**TASKS TO PERFORM:**
[a] In the strawbale construction overview, what insulation value per inch do bales laid on edge have?
[b] Extend the strawbale construction overview past its final sentence.

**DOCUMENT SECTION:**
◆ ◆ ◆ ◆ ◆

Strawbale House Construction
Books & Overview
by Thomas J. Elpel, Author of Living Homes
Strawbale buildings are all the rage in alternative construction today, and with good reason--they are cheap, easy to build, and very energy efficient. Strawbale buildings look similar to adobe, with massive walls, wide window sills and typically rounded corners, but with the added benefit of a higher insulation value. The soft, sometimes curvy edges of strawbale construction can lend a fairy tale look to the finished structures. The fun part of strawbale construction is that anyone can do it. Anyone can help stack the fluffy, oversized bricks in place.
Strawbale homes and outbuildings were first developed by pioneers in the Sand Hills of Nebraska where there was lots of straw, but few trees. The early pioneers built houses of sod, up until the late 1800's when baling technology provided the first compressed, string-tied rectangular bales. The next logical step was to stack those bales like bricks to make warm walls. Strawbale buildings from the early 1900's are still in use and in excellent condition today.
Due to publicity in the 1980's and 1990's there are now strawbale buildings popping up all over the world--in wet and dry climates, from hot southern environments to chilling northern extremes.
Strawbale homes are very well insulated. The orientation of the straw in the bales makes some difference in the insulation value. Bales laid flat (with strings running around the top and bottom) rate about R-2.4 per inch while those laid on edge (with strings running around the sides) rate R-3 per inch. However, the bales are usually wider when laid flat than on edge, giving a higher overall R-value. The bales are slightly stronger too, when laid flat.
There are two types of strawbale houses. One type has load-bearing walls, where the weight of the roof is supported by the bales, while the others are non-load bearing, where the roof is supported by a framework and the bales are filled in afterwards. There are advantages and disadvantages to either approach.

◆ ◆ ◆ ◆ ◆

Entries pointing to labeled objects

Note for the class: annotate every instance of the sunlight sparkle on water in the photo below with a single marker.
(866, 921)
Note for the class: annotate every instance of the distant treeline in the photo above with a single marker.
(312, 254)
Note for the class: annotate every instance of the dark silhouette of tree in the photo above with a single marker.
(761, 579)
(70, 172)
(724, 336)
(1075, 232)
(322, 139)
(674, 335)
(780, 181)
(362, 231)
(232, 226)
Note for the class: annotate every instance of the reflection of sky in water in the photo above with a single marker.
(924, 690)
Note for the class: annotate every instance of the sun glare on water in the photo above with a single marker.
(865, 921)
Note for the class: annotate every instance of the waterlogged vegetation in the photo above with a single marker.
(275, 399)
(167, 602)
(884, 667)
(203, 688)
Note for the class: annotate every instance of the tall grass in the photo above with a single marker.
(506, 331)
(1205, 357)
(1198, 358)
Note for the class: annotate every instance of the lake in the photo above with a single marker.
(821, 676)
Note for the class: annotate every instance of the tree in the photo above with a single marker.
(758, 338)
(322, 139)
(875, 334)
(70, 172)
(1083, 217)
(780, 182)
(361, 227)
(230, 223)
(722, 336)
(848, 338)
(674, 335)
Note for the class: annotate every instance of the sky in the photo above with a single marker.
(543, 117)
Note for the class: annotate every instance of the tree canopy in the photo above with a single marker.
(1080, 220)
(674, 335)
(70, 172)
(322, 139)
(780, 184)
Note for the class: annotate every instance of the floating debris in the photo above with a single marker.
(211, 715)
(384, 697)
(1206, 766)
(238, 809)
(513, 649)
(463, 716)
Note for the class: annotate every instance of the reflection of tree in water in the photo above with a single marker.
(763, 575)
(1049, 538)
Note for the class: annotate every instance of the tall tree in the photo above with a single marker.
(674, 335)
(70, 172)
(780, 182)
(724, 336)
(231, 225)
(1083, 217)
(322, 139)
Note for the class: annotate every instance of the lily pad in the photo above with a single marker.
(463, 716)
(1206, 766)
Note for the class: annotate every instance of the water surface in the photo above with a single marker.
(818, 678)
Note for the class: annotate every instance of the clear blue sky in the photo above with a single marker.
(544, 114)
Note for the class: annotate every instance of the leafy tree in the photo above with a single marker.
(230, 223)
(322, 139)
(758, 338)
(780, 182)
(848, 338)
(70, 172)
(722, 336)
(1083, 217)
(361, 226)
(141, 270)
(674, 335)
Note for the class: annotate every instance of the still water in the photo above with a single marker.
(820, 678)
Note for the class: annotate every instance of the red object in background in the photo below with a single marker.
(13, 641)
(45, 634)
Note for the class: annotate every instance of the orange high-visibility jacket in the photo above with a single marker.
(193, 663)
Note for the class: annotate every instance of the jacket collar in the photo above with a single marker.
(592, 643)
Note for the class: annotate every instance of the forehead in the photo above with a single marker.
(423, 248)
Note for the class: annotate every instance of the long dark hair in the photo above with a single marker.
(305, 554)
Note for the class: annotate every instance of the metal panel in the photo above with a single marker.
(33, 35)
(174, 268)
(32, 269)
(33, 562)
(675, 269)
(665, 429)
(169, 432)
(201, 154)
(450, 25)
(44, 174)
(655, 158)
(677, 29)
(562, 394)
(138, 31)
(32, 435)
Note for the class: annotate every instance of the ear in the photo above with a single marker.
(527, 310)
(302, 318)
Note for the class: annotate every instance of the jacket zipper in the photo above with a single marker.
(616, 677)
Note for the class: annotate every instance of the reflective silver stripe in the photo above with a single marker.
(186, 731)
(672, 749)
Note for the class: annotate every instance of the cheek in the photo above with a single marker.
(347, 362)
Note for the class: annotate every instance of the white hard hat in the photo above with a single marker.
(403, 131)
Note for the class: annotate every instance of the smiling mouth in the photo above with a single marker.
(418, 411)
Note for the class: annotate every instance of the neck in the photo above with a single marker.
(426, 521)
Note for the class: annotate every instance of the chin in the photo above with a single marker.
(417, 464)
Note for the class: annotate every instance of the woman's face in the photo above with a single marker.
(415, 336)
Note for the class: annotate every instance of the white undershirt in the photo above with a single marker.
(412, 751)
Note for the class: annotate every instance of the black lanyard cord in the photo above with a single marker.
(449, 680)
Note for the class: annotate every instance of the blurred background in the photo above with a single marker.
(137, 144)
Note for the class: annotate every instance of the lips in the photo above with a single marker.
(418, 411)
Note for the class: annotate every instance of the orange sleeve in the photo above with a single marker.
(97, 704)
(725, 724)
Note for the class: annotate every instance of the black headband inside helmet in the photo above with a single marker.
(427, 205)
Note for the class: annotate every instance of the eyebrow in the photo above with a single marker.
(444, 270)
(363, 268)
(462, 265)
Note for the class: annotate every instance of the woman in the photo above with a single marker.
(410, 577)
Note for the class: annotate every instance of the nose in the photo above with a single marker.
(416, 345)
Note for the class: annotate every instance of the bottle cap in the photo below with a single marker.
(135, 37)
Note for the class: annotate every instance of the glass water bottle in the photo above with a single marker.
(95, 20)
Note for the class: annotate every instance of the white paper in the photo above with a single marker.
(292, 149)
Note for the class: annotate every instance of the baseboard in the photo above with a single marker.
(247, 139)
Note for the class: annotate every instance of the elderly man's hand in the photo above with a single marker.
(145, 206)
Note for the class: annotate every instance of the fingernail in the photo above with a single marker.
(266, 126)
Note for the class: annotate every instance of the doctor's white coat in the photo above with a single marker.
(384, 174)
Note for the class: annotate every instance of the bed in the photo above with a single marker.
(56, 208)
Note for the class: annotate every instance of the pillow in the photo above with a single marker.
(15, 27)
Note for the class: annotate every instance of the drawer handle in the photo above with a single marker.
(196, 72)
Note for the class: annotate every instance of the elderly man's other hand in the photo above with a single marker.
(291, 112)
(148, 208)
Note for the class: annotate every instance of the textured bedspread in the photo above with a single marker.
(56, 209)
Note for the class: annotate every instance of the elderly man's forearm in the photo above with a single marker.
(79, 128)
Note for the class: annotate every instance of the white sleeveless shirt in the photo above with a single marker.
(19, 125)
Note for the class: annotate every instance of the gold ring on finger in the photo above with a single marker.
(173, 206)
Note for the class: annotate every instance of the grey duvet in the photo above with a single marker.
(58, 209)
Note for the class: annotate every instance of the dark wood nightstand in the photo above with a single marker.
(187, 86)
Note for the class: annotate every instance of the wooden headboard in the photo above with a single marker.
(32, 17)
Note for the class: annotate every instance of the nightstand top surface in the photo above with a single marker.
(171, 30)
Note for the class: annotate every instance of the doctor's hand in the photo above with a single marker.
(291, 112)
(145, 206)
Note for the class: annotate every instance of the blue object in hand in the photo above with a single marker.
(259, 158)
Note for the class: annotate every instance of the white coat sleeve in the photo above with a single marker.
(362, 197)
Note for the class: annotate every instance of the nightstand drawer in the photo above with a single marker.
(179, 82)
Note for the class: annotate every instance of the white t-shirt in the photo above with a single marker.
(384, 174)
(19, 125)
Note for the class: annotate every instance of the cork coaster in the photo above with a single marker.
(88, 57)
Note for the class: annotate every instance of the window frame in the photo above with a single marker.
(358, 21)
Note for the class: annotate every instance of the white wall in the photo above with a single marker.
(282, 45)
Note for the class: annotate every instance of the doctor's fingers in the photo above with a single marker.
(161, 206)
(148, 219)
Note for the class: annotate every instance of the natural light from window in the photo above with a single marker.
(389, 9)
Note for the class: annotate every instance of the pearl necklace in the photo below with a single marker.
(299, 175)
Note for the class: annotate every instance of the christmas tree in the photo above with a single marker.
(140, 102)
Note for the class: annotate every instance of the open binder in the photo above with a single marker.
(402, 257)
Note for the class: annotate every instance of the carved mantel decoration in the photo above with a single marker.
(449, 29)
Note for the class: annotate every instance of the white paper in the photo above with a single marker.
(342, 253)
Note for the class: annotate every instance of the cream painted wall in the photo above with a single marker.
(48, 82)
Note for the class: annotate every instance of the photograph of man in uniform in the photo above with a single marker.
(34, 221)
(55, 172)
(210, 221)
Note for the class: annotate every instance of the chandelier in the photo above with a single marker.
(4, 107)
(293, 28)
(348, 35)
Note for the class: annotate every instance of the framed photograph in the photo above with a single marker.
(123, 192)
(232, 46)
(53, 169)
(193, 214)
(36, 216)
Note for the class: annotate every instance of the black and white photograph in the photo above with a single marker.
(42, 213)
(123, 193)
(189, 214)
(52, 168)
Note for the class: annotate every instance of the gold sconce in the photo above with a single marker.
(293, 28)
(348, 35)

◆ ◆ ◆ ◆ ◆

**ANSWERS TO THE EXERCISES:**
[a] R-3 per inch.

[b]
In a load-bearing strawbale building the windows and doors have to be placed carefully to avoid compromising the strength of the walls, and the roof has to be designed to equalize the load distribution to the walls. The size of the building, the height of the walls, and compression and settling of the bales under the weight of the roof and potential snow loads must also be considered. All of these obstacles are overcome when using an independent support structure for the roof. My neighbor built a very large load-bearing strawbale workshop, but it has only two doors and no windows. Two pictures of the building are shown in the pictures here. The details of the project are featured in Living Homes.
Typical support structures for non-load bearing strawbale buildings include conventional lumber framing as well as timber framing, framing with poles or logs, or concrete posts and beams. The support structure holds up the roof, taking the pressure off the bales (and the builder). Besides, a supporting framework enables you to put up the roof first, so that the rest of the work can proceed inside the shelter, protecting yourself, your tools and the strawbales from the weather. That's important since it only takes one rainstorm to soak the tops of the unprotected bales, quickly rotting out your good work.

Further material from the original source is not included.